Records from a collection
+ + + + + + +

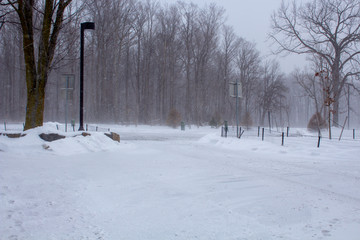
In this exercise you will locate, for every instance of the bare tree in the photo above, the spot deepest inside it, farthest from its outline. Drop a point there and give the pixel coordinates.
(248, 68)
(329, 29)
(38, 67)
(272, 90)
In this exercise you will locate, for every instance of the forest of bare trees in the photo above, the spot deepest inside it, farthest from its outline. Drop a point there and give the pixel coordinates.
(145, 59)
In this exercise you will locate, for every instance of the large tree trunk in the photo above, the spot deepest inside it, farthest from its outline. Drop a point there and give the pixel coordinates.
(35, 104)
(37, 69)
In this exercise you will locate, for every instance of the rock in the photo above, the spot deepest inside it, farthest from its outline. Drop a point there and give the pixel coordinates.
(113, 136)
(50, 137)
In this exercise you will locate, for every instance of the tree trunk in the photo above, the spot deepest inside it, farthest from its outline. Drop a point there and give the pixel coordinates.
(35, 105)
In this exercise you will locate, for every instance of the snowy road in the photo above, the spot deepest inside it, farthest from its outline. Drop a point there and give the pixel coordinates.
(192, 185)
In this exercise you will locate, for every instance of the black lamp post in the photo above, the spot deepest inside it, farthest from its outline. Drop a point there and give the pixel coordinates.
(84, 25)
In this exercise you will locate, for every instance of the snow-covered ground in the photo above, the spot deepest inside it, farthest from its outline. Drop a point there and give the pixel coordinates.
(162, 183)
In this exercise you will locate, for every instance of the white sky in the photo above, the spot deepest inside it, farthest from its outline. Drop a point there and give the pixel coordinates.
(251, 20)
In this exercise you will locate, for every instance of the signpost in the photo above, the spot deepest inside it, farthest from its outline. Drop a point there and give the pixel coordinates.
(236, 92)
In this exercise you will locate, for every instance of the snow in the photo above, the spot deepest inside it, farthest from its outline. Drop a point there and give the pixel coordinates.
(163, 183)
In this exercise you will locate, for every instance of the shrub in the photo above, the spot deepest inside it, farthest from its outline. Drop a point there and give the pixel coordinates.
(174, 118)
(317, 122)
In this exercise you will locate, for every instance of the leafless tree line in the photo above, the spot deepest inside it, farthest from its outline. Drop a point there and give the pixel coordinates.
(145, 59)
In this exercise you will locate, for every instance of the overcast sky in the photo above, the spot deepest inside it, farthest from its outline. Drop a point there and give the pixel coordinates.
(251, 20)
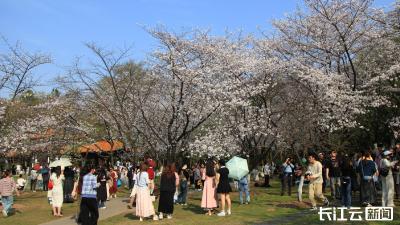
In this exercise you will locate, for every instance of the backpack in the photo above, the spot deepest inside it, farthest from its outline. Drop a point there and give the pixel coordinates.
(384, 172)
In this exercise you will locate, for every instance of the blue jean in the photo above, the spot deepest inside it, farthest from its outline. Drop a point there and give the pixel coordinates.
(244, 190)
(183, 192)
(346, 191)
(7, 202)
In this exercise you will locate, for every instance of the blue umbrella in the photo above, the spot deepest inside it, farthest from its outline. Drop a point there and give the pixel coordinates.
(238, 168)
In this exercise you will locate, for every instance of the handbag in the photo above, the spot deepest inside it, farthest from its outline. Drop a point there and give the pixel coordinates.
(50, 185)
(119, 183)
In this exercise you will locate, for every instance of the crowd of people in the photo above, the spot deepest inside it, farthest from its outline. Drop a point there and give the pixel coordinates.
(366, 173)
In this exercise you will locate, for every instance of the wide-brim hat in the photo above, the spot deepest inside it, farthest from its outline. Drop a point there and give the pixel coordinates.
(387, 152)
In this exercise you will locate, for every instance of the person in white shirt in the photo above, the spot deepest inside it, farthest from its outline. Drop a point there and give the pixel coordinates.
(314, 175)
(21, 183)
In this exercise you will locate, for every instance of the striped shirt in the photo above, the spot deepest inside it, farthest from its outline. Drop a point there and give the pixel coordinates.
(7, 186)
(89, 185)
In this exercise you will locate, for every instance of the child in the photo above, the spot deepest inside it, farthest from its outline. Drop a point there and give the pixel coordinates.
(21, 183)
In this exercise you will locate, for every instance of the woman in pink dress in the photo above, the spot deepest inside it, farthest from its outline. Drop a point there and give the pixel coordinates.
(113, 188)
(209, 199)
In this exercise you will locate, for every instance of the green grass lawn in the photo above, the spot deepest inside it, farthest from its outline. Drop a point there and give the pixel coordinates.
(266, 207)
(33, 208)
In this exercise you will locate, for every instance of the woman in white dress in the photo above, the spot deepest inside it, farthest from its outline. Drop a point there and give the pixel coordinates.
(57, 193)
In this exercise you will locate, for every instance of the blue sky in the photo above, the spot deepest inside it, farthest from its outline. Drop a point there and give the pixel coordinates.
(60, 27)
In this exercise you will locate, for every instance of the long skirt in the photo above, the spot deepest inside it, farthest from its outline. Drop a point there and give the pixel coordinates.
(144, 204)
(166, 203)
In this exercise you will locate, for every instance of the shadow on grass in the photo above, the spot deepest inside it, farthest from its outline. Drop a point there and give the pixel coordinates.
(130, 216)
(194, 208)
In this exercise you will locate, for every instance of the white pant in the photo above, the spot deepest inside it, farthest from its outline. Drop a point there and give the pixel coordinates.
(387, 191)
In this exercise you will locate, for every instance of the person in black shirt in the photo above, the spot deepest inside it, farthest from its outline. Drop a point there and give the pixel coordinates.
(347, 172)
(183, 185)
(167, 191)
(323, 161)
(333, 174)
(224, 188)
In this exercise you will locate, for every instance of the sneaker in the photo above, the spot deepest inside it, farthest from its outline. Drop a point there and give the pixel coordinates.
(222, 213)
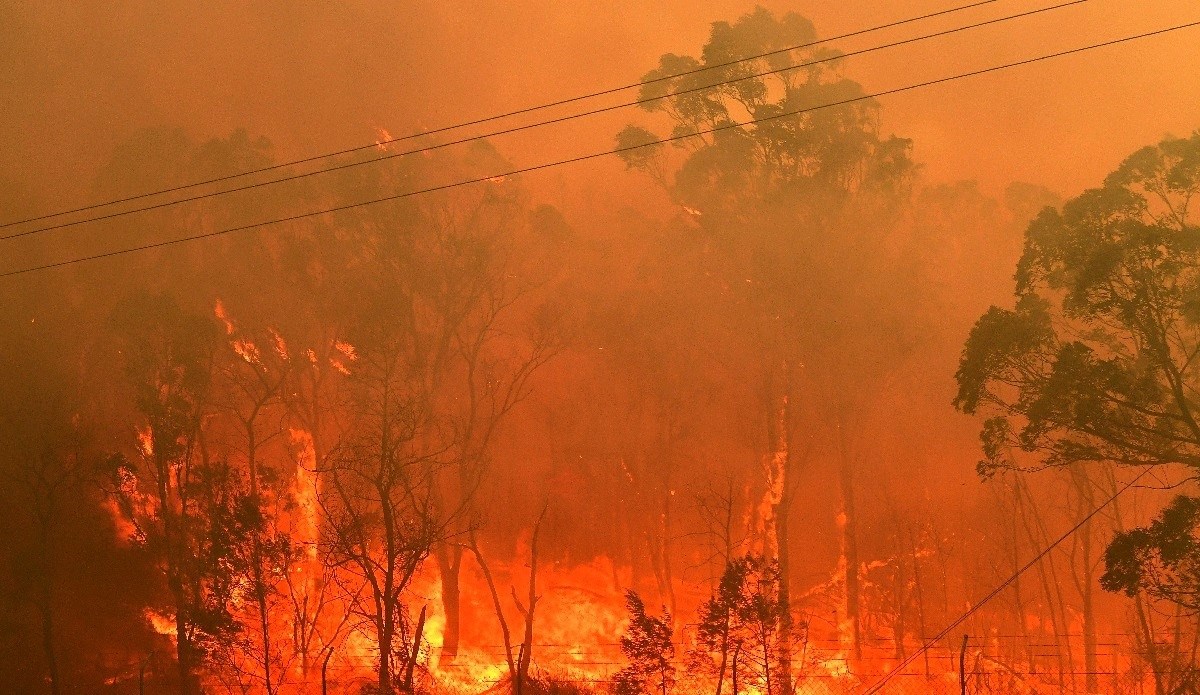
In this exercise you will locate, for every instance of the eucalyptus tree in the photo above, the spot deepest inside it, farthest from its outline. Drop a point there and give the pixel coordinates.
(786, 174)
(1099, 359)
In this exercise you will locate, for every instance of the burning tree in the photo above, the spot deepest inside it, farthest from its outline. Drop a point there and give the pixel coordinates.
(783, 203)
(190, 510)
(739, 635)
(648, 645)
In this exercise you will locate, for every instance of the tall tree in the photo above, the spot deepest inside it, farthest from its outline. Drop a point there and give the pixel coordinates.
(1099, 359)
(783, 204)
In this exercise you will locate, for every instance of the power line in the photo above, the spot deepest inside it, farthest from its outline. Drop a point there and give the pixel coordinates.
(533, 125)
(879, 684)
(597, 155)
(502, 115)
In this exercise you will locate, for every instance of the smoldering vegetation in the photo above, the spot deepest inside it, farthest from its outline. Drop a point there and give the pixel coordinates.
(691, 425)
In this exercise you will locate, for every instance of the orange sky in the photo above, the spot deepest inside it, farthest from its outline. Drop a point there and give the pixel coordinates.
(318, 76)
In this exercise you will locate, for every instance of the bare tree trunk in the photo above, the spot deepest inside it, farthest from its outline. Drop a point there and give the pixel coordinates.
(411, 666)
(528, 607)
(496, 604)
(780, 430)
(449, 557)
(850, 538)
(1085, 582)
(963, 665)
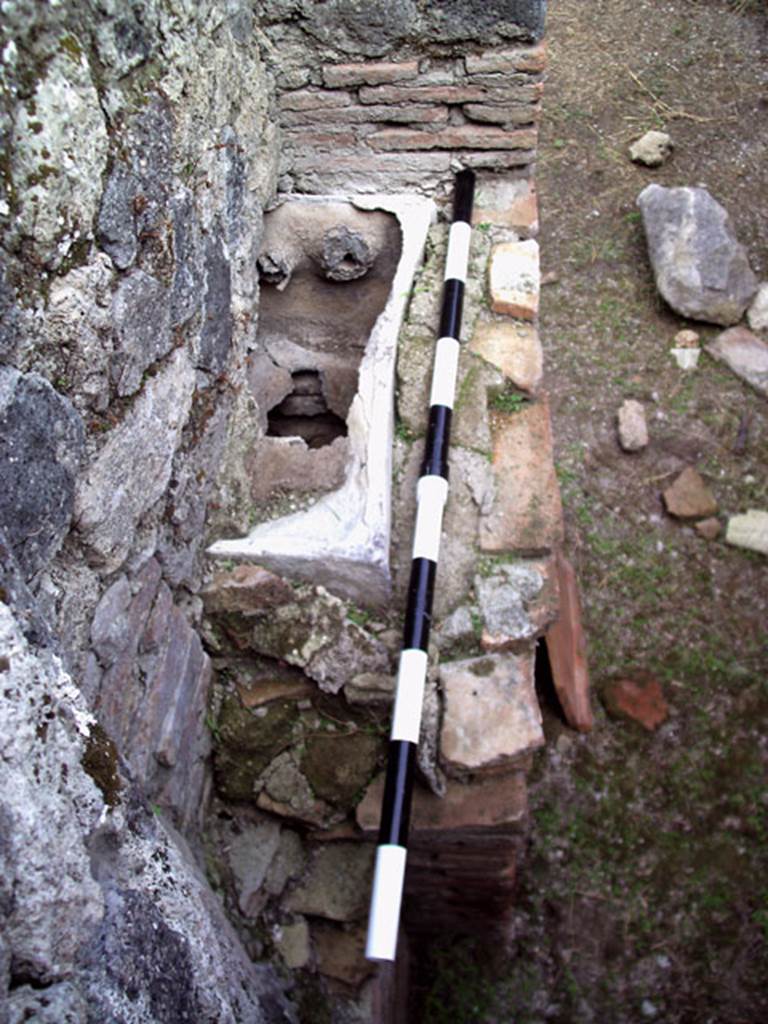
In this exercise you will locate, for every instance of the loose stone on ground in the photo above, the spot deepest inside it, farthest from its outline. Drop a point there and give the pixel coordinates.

+ + + + + + +

EXERCISE OBJECTIVE
Set down the material above as is, without any pictures.

FINAL ANSWER
In this exercise you will locate, for every instance of the bare tree in the photo above, the spot deepest inside it, farthest from its outline. Drop a point there and give the pixel coordinates.
(248, 68)
(329, 29)
(38, 67)
(272, 90)
In this exercise you will locate, for every instance of the forest of bare trees in the photo above, the spot deepest inside it, farthest from its outline. Drop a point there and give the pixel coordinates.
(145, 59)
In this exercise you will locate, for every instance of the large tree trunk in the photo above, the spot deepest inside it, farthest from its outline. Drop a point there and give the pixel coordinates.
(35, 104)
(37, 69)
In this exercise you will locate, for every instance of the rock in the photo above, the spot deepest inside it, farthest from its outline. Drop a point there and give the pixel coordinates.
(113, 136)
(50, 137)
In this exercise you will locate, for every instance of the tree trunk in the photo above, the spot deepest inside it, farthest from its outline. Drop a point there and give the pixel coordinates.
(35, 105)
In this exercise you will locate, for every instance of the snowy road in the photo above, the spot deepest inside it, farthest from its outline. Drop a point there and give the pixel coordinates.
(192, 185)
In this exercise you will locate, for every instance of the black lamp post in the photo above, the spot deepest inside it, farthest from its outline. Drop a point there and give the pixel coordinates.
(84, 25)
In this exercise you will locate, for every instance of the snow-covered ground in the photo above, the spot deepest inside it, farthest from its outline. Drop a point there and give the pixel coordinates.
(162, 183)
In this exercise you will locate, for every instance of the white sky in the photo above, the spot deepest inside it, farthest from its outline. Drop a point there and give the pixel coordinates.
(251, 20)
In this exercise you will locate, for every instance of the signpost in the photo above, the spot deepest inside it, farthest from its outline. Drop a point there and give the pixel coordinates.
(236, 92)
In this exercise you will locate, for every instance of the snow in the photo above, the spot deepest inside it, farthest from its outline. Drop a point there and give the pixel coordinates.
(163, 183)
In this exercise you will locate, for every instance of the shrub in the photo above, the spot deepest inside it, farthest from its outline. Drop a point there and give the pixel coordinates.
(174, 118)
(317, 122)
In this exercise you will locate, for every instance of the leafless tree line in the photo above, the spot deepest inside it, farthest from its outline. Drop a point there and give the pixel coordinates.
(145, 59)
In this exercise you will locate, for every instance of the overcast sky in the photo above, the spot deepest inside it, farthest from its outline. Drop a point there and give the pixel coordinates.
(251, 20)
In this exercise you will locate, for every instance of the backpack in the photo above, the spot deepest inside it, farthest from its outline. Drop a point there and give the pixel coordinates.
(384, 172)
In this exercise you will locate, for every instance of the blue jean in the photo above, the spot deepest inside it, farthest from its outline. Drop a point there and give the pixel coordinates.
(244, 190)
(183, 192)
(346, 191)
(7, 202)
In this exercise you will locate, for every instance of the blue umbrella in the photo above, the spot deepest inside it, farthest from its outline. Drop a point there and give the pixel coordinates.
(238, 168)
In this exercise you will locate, for every instance of the handbag in the photo above, the spot deepest inside it, farthest from its outline. Drop a point there and give the pixel coordinates.
(50, 185)
(119, 183)
In this exercise you will locate, for every instance of the crowd of people in the photo above, the spot deepest inside it, farthest from its outline. Drop a point there and give the pixel coordinates.
(366, 173)
In this exercise you will locate, for every instance of the wide-brim hat in the photo above, the spot deepest inside it, farthest from its outline. Drop a point there and give the pixel coordinates.
(387, 152)
In this exercise you will locate, for every instance of the person in white shirt in the photo above, the spot deepest inside it, farthest from its outline. Drop a point there and give the pixel coordinates.
(314, 175)
(21, 183)
In this exercise you will locate, for every instance of the striped shirt in the photo above, the spot deepest inside it, farthest from its outline. Drop a point there and give the pixel coordinates.
(7, 186)
(89, 185)
In this exercise you will locate, for every instance of the child in the photo above, the spot deepest inside it, farthest from its outline. Drop a point there and give the pixel coordinates.
(21, 183)
In this exercise you will locate, for every instance of the woman in pink dress in the photo above, the spot deepest inside it, farthest from its outline. Drop a point there and give the pixel coordinates.
(113, 188)
(209, 199)
In this exercise you will locate, for every instance of the green grass lawn in the photo above, the spot deepest inside it, farthest from its outline. Drop a point there and give the pixel coordinates.
(266, 207)
(33, 208)
In this exercise you will locate, for every instance of the woman in white dress in the photo above, the spot deepest inside it, farthest from its outline. Drop a point there and give the pixel coordinates.
(57, 193)
In this exercise you will locate, for every instance of the blue sky in the photo above, the spot deepest inside it, farthest from its outline. Drop a point there and give the pixel coordinates.
(60, 27)
In this exercise you will locate, for every instance of the long skirt in the photo above, the spot deepest inside it, farthest from its outline. Drop a point there and give the pixel coordinates.
(144, 204)
(166, 203)
In this exercise you will locate, for every instance of the shadow on grass in the photo above, the spot deepest inside it, farthest from its outline. Drop a point there and give the pixel coordinates.
(130, 216)
(194, 208)
In this exercise you will locate, for every instance of the white pant in the photo above, the spot deepest inside it, farthest from its outline. Drop a point there and give the pixel coordinates.
(387, 191)
In this exercise you will locate, for every instance of the person in black shirt in the photo above, the spot deepest inside it, farthest from its outline. Drop a point there and give the pixel coordinates.
(347, 172)
(183, 185)
(167, 191)
(323, 161)
(333, 174)
(224, 188)
In this exercise you will locate, for every instance of the sneaker in the photo above, the spot deepest inside it, farthest from its outline. Drop a point there and give the pixel coordinates.
(222, 213)
In this exercise you will locate, for every instance of the eucalyptus tree in the photo above, the spot deepest inside it, farthest from its outline. Drop a point there and give the pixel coordinates.
(786, 174)
(1099, 359)
In this exercise you will locate, for every instance of the burning tree in the photo above, the spot deepest inside it, farthest from its outline. Drop a point there and give the pixel coordinates.
(783, 203)
(190, 510)
(739, 635)
(648, 645)
In this exercise you will locate, for every instance of the tall tree in the photo above, the spot deepest inside it, farthest from its outline. Drop a point there and give the pixel coordinates.
(1099, 359)
(783, 204)
In this exercise you will locate, for every instance of the power line in the photo above, the spot deepest inside it, farthest from its outline. Drop a point there and give the pixel coordinates.
(533, 125)
(879, 684)
(597, 155)
(502, 115)
In this exercise you will locate, for every instance of the smoldering vegetation in the photo above, the spot deepest inside it, farthest from its outline. Drop a point there and give the pixel coordinates.
(691, 425)
In this exercise you will locate, for every instance of the orange sky in the photo above, the spot deepest inside it, farthest from its outline. Drop a point there and give the pixel coordinates.
(318, 76)
In this exercise you will locate, for every instance of the bare tree trunk in the photo above, the spot deepest inside it, farthest from its outline. Drop a point there and give the pixel coordinates.
(411, 666)
(528, 607)
(496, 604)
(780, 430)
(449, 557)
(850, 538)
(1085, 582)
(963, 665)
In this exercise you will locate, for every instance of the loose stone on ground in the photo above, the spot deepest inside it, farthest from its outline. Drop a point there and give the pixel coordinates.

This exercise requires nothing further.